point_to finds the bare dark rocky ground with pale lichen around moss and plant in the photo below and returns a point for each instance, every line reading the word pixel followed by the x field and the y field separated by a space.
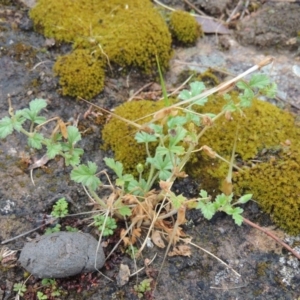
pixel 266 271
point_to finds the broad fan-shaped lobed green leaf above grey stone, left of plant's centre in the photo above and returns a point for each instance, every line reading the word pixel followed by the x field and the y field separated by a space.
pixel 85 174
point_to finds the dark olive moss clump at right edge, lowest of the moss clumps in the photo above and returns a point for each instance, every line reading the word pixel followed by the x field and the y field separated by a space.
pixel 275 185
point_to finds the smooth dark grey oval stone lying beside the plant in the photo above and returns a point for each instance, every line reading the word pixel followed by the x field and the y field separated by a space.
pixel 61 254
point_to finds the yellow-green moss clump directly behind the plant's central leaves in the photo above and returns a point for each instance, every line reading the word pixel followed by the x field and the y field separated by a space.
pixel 119 136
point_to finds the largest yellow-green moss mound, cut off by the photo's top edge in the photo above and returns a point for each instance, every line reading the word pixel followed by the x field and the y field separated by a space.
pixel 127 33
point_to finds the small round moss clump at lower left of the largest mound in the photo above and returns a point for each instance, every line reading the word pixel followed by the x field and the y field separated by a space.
pixel 81 73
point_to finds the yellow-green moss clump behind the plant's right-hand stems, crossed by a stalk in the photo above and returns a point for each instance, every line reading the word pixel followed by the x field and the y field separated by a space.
pixel 262 126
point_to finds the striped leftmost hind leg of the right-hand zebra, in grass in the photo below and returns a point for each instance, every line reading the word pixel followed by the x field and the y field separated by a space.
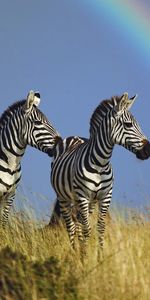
+++++
If a picture appears in the data, omit it; transcribe all the rest exactly.

point_to finds the bare dark rocky ground with pale lichen around moss and plant in the photo below and returns a point for each instance, every line reading the word pixel followed by the x field and the y field separated by a space.
pixel 266 271
point_to finds the broad fan-shaped lobed green leaf above grey stone, left of plant's centre in the photo above and returns a point for each instance, every line reading the word pixel followed by the x field and the y field separated by a space.
pixel 85 174
point_to finds the dark olive moss clump at right edge, lowest of the moss clumps in the photo above and returns a point for each instance, every line reading the word pixel followed by the x field and the y field separated by a space.
pixel 275 185
point_to finds the smooth dark grey oval stone lying beside the plant in the photo above and returns a point for each instance, every line reading the word pixel followed by the x field and the y field separated by a space.
pixel 61 254
point_to finds the yellow-green moss clump directly behind the plant's central leaves in the photo above and returns a point for each instance, every line reading the word pixel followed by the x field and the y field separated by a space.
pixel 119 136
point_to finds the largest yellow-green moss mound, cut off by the photo's top edge in the photo above and returns a point for each instance, every line reading the word pixel followed by the x field and the y field separated by a space.
pixel 127 33
point_to finds the small round moss clump at lower left of the largest mound in the photo above and returns a point for each instance, every line reading the word pixel followed by the x field and the y field separated by a space.
pixel 81 73
point_to finds the yellow-green moss clump behind the plant's right-hand stems, crossed by a stalk in the photo above and returns a point for each instance, every line reading the word pixel followed by the x field and the y field separated by a space.
pixel 262 126
point_to finds the striped leftmost hind leg of the right-hand zebra, in grass in the photo below and returns a point for each instance, every line reading the word pixel followed by the x field and the y field separated by a space.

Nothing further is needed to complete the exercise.